The input:
=== Begin Enclosure ===
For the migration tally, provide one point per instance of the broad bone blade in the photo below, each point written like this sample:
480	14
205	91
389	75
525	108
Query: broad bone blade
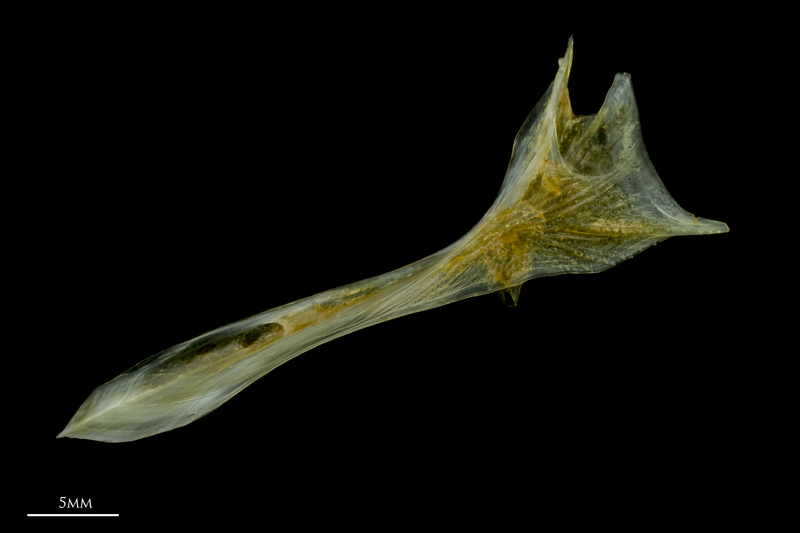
580	195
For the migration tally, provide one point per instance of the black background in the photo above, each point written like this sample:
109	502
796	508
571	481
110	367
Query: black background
193	169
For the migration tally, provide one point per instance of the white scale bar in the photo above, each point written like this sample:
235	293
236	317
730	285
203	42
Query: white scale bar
73	514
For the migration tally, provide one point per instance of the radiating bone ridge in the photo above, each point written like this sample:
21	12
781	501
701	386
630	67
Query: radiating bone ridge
580	195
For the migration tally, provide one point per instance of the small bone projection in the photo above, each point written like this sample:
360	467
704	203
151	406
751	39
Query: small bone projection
580	195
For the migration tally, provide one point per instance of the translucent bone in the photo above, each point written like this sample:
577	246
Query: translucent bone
580	195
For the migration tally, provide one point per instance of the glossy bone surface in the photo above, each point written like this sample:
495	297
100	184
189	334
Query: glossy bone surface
580	195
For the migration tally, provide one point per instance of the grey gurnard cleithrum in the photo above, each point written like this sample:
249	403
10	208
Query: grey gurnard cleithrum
580	195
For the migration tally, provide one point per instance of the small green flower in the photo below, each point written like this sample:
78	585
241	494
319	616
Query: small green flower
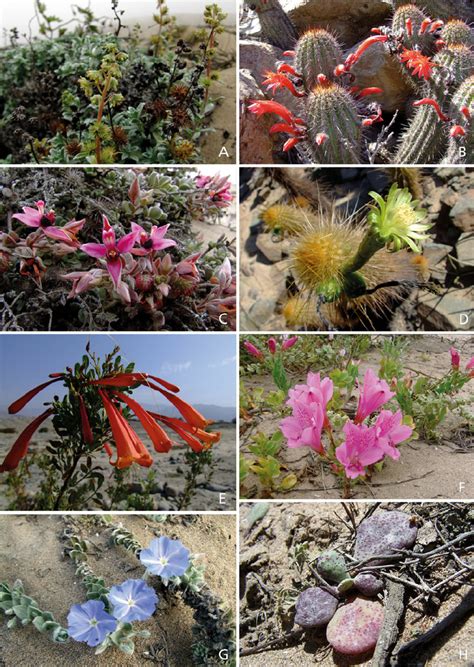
398	220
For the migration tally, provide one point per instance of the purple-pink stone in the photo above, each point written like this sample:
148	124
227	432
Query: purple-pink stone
355	627
314	608
384	533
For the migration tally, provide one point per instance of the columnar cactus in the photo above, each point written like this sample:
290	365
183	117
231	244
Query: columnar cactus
277	29
317	52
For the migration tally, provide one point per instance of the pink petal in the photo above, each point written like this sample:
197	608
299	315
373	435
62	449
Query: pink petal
127	242
114	267
57	234
96	250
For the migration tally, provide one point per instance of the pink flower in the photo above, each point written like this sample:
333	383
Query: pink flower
314	391
289	342
390	431
455	358
110	250
45	222
373	395
151	242
251	349
359	449
304	427
271	344
470	367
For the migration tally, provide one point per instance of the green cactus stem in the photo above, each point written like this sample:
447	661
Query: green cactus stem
334	128
317	52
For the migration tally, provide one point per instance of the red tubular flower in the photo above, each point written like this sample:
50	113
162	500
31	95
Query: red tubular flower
260	107
20	403
86	427
434	104
130	448
421	65
274	81
457	131
159	438
352	58
369	91
21	444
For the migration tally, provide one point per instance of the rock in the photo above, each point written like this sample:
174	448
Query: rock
355	627
255	143
383	533
315	607
368	585
331	565
350	20
465	251
377	67
462	213
452	310
274	251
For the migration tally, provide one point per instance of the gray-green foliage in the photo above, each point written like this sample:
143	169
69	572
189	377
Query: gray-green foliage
21	609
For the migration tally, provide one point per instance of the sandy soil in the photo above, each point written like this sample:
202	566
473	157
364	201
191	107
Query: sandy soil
170	468
265	550
424	470
50	579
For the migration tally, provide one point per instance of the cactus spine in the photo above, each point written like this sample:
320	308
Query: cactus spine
277	29
317	52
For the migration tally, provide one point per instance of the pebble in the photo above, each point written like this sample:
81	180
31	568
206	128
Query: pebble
355	627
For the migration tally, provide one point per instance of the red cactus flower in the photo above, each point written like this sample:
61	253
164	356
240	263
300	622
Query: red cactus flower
434	104
457	131
275	81
424	25
421	65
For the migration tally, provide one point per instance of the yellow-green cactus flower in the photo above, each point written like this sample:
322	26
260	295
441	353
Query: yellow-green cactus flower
398	220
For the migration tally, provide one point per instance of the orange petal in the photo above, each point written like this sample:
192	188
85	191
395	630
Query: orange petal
20	446
157	435
191	415
20	403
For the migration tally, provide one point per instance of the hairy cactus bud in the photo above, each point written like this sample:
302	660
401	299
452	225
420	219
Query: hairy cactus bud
334	128
277	29
317	52
412	24
457	32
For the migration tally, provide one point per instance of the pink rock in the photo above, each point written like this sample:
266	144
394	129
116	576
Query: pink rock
355	627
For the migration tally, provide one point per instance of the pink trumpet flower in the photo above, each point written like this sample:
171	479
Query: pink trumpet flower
358	450
39	219
289	342
373	395
455	358
390	431
111	250
151	242
304	427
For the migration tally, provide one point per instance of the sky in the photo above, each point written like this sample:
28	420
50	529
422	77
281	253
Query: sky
17	13
203	365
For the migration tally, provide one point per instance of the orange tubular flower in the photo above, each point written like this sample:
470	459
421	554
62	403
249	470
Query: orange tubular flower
20	403
421	65
20	446
194	437
159	438
130	449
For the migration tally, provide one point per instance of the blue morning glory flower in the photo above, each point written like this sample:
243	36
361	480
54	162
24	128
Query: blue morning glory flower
90	623
166	558
133	600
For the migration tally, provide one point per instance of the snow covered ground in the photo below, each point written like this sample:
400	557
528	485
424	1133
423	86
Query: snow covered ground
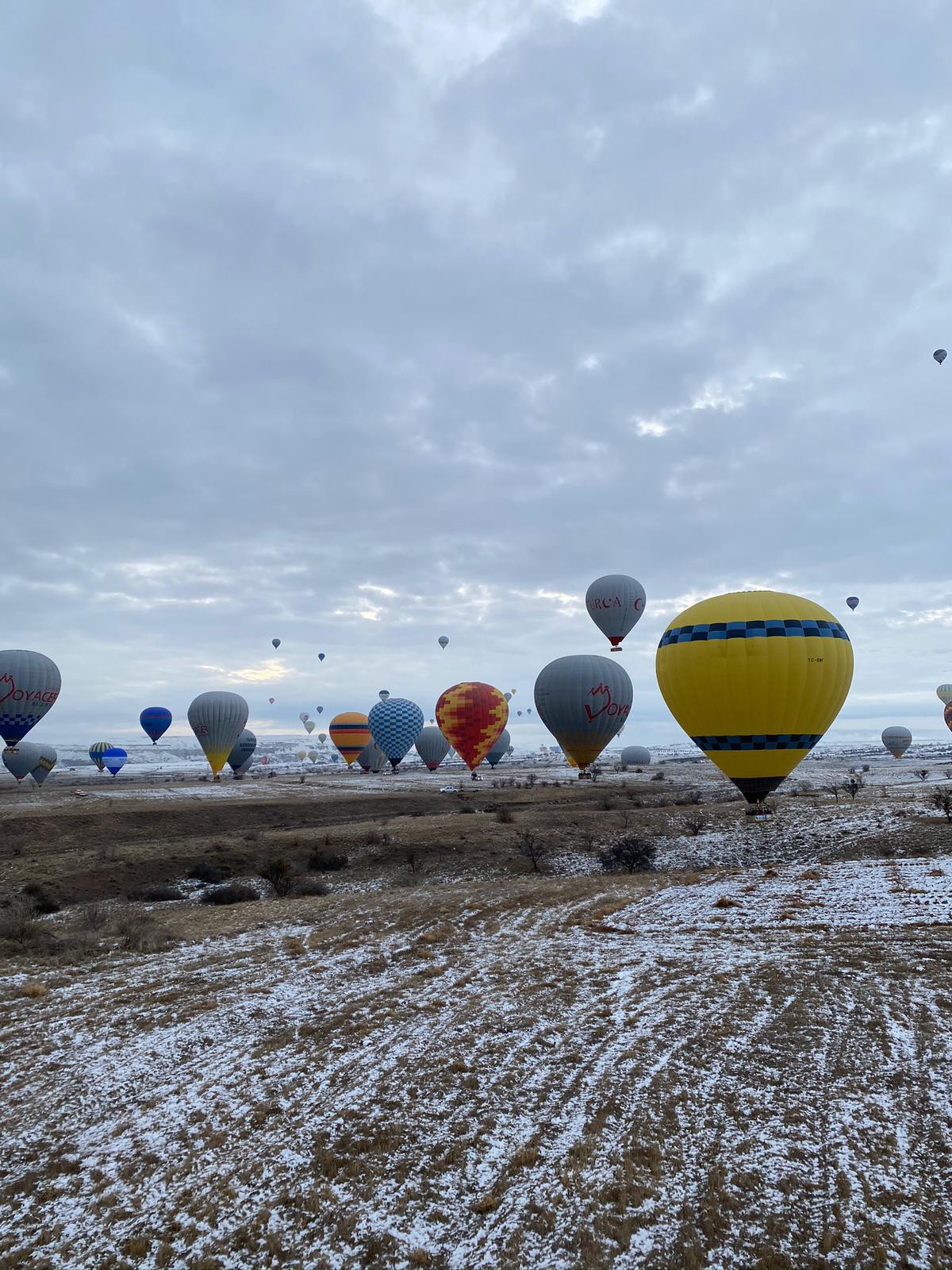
742	1068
=== End Enclosure ===
Return only what lies between the line containing "Query: orange tubular flower" and the last line of the listing, those two lines included, exactly as written and with no pictures.

Query: orange tubular flower
20	403
421	65
20	446
194	437
159	438
130	449
For the migration tally, provide one point per instance of the blue morning glory flower in the photo above, each point written like this sample:
243	36
361	480
54	162
24	128
Query: blue morning glory flower
90	623
166	558
133	600
For the migration tally, provide one point per instance of the snow covered ground in the photo below, each point written like this sample:
400	557
528	485
424	1133
423	86
Query: snow covered ground
742	1068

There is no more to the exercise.